--- WHAT IS ASKED ---
Rewrite the stretch from the line containing "the stone tower" through the end of the records, swapping "system" for "tool" and keeping everything else the same.

Entries from an annotation dataset:
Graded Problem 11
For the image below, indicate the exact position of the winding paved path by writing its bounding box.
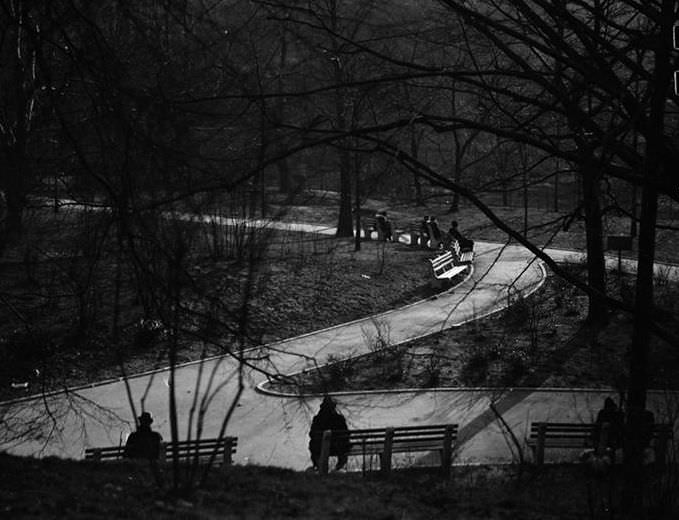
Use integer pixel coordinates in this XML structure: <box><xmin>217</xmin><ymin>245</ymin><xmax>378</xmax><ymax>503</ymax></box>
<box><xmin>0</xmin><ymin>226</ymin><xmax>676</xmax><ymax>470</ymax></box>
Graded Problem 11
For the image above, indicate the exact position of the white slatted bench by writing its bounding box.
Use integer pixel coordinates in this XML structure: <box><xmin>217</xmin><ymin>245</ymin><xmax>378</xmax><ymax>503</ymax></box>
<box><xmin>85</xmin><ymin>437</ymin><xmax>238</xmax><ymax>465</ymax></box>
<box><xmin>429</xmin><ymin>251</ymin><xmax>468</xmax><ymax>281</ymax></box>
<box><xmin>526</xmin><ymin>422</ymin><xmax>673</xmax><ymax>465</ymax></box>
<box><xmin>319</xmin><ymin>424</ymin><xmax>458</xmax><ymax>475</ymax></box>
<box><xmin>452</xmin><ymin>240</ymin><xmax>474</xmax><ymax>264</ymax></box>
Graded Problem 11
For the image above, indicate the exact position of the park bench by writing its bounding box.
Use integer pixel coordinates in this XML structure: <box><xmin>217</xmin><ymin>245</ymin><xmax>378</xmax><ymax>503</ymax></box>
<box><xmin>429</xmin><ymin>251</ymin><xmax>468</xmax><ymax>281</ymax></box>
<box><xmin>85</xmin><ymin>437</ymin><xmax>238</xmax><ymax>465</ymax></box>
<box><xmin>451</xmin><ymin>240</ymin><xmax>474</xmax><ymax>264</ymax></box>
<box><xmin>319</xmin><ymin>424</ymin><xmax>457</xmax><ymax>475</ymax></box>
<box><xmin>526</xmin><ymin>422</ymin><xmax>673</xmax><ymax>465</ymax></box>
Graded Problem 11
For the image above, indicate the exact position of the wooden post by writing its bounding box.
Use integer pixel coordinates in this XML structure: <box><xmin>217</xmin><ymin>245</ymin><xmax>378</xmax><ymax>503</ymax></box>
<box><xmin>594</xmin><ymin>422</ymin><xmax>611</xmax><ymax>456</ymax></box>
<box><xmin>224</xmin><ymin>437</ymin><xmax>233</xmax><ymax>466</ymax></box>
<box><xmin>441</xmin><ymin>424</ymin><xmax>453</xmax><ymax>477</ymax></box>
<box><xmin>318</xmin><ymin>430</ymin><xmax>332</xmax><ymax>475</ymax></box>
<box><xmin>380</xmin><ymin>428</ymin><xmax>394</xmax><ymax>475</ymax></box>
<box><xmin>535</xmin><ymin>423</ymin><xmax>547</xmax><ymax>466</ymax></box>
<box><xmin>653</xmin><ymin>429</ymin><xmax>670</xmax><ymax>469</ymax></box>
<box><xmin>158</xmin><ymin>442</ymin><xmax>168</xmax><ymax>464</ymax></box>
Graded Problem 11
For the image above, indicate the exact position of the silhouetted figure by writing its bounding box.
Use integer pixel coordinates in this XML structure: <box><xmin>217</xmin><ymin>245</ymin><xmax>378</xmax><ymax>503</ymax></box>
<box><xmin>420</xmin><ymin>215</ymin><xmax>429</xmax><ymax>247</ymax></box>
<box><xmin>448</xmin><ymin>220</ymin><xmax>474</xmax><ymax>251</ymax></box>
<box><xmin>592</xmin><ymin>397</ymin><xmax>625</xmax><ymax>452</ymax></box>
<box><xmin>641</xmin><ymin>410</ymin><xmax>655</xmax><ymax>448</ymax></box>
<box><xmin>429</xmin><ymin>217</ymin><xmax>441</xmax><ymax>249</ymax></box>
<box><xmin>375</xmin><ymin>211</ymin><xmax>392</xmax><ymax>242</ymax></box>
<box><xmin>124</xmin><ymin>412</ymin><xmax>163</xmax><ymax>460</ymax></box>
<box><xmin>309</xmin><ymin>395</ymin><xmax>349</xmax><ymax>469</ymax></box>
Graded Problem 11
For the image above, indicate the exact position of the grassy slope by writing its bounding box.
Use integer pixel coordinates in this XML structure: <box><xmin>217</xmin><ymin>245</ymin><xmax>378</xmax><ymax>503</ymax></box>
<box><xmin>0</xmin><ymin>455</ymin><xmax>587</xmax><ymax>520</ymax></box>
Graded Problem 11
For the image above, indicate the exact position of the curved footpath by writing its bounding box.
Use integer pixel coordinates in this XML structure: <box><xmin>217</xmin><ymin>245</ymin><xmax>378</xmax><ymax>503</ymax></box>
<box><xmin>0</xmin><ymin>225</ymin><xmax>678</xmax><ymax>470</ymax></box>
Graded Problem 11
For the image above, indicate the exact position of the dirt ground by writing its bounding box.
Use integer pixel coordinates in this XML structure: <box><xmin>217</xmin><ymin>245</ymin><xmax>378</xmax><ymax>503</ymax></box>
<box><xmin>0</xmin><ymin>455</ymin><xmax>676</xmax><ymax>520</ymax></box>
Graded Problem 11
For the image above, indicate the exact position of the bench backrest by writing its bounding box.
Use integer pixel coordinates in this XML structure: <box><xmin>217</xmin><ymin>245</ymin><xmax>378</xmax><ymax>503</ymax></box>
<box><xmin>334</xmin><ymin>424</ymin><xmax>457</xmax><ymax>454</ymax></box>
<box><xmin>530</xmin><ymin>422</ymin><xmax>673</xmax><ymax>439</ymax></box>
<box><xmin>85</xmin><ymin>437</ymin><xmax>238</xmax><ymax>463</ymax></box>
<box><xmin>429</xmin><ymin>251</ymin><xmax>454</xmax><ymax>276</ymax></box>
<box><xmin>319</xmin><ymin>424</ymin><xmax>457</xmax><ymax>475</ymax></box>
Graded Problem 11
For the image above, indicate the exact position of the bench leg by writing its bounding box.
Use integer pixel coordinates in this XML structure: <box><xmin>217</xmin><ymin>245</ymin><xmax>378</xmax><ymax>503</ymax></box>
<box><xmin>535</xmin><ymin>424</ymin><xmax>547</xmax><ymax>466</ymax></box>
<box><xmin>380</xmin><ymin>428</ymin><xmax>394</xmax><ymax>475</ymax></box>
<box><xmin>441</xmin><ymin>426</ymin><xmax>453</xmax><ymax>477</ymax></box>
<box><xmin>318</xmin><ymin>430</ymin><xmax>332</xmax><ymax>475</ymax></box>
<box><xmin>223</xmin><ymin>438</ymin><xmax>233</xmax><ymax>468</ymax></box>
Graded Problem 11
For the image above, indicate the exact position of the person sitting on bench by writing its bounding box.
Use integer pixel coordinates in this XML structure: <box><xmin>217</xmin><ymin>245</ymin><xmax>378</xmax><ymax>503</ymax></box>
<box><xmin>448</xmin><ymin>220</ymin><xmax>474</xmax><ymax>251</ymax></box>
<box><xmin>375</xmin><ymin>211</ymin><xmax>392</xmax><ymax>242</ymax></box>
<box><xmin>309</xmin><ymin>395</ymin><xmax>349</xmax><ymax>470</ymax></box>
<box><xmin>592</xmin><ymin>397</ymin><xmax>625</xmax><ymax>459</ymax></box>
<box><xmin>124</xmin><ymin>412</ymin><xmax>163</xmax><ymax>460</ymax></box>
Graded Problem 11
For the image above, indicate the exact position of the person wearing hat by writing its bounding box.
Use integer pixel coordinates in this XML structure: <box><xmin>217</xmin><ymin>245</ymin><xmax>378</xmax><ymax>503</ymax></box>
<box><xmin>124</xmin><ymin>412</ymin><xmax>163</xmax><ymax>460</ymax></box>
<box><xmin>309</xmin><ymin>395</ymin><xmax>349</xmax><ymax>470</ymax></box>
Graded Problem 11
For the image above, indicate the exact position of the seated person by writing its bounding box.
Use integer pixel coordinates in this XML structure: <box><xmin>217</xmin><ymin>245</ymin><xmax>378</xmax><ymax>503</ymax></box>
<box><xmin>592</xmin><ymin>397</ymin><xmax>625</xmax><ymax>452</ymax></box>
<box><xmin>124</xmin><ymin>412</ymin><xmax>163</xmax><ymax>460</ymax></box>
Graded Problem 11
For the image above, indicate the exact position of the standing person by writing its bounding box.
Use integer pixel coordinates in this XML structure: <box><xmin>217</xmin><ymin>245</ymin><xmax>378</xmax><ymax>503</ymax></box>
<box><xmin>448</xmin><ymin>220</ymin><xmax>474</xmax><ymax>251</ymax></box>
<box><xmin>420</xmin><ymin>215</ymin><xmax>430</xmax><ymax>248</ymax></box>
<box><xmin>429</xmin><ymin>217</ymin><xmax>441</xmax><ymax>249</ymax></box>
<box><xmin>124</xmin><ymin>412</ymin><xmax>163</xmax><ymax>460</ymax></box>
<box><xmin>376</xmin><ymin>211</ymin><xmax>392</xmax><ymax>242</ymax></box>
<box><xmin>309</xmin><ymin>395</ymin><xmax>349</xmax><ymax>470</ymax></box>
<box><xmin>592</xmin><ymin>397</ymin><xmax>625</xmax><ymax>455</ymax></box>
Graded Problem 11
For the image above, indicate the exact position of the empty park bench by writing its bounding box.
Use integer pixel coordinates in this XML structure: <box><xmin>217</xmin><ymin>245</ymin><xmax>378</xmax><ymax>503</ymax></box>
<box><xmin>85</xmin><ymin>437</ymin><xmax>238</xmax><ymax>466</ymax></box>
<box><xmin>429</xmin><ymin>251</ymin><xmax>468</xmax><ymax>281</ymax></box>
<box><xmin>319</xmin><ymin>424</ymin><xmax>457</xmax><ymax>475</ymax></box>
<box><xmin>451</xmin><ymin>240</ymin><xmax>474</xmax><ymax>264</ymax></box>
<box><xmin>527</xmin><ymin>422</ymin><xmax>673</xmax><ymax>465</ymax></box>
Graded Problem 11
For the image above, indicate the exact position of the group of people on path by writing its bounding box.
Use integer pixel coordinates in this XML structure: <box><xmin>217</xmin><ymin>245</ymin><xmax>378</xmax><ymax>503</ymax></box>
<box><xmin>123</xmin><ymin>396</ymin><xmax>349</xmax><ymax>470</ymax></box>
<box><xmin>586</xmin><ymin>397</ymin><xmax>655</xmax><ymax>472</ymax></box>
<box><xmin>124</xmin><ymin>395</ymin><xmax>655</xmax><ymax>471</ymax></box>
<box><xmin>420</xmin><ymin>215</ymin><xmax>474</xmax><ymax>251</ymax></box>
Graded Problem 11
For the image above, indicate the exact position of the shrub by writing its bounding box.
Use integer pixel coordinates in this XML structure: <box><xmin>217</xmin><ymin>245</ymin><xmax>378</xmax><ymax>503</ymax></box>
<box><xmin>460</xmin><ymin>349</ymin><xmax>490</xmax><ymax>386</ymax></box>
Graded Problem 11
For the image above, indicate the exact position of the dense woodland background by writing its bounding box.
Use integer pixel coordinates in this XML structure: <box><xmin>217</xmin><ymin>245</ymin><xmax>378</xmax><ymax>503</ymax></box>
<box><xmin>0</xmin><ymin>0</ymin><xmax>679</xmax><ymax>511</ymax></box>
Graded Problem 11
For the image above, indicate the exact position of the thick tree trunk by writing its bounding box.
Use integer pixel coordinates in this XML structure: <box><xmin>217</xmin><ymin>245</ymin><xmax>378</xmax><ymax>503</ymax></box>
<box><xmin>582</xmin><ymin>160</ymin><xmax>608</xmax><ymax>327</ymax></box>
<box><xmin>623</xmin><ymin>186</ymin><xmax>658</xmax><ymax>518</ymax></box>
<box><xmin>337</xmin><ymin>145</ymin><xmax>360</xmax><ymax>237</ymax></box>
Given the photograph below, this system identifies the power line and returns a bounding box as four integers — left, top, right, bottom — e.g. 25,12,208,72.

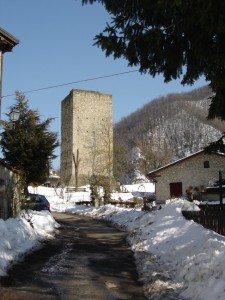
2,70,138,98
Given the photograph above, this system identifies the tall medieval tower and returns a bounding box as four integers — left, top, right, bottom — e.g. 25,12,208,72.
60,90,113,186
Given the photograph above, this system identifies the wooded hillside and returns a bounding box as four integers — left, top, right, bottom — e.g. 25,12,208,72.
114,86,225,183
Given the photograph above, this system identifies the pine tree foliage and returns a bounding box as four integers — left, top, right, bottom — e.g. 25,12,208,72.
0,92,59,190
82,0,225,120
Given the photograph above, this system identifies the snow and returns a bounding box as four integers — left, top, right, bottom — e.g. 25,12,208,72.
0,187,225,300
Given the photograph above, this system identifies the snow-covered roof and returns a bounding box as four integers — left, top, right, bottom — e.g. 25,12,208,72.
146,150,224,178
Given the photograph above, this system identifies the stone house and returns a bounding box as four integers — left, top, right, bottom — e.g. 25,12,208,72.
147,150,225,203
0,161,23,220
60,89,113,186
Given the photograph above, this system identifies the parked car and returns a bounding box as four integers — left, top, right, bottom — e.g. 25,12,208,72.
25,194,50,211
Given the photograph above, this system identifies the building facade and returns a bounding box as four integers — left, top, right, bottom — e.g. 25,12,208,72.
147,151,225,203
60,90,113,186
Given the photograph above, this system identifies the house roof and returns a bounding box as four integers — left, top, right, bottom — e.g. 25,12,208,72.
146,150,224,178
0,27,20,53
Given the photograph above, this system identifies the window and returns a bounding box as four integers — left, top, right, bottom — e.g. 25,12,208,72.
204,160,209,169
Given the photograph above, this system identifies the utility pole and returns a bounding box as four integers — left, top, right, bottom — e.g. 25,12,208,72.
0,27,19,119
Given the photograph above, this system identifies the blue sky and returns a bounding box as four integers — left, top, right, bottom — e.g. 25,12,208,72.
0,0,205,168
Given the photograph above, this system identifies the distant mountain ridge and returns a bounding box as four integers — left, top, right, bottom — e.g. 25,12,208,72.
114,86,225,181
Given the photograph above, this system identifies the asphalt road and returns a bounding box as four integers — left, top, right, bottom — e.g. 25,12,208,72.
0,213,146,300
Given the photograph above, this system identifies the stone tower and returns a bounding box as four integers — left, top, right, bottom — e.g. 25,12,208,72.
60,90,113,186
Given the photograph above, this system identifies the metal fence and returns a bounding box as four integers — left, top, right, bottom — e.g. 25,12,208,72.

--- RIGHT ANSWER ---
Given the photograph above, this tool identifies the stone tower and returns a bounding box as four integers — left, top, right, bottom — e.g. 25,12,208,72.
60,90,113,186
Given the photograph above, this tool identifies the metal fence and returns a bounding box as four integers — left, top, right, bottom — e.g. 25,12,208,72.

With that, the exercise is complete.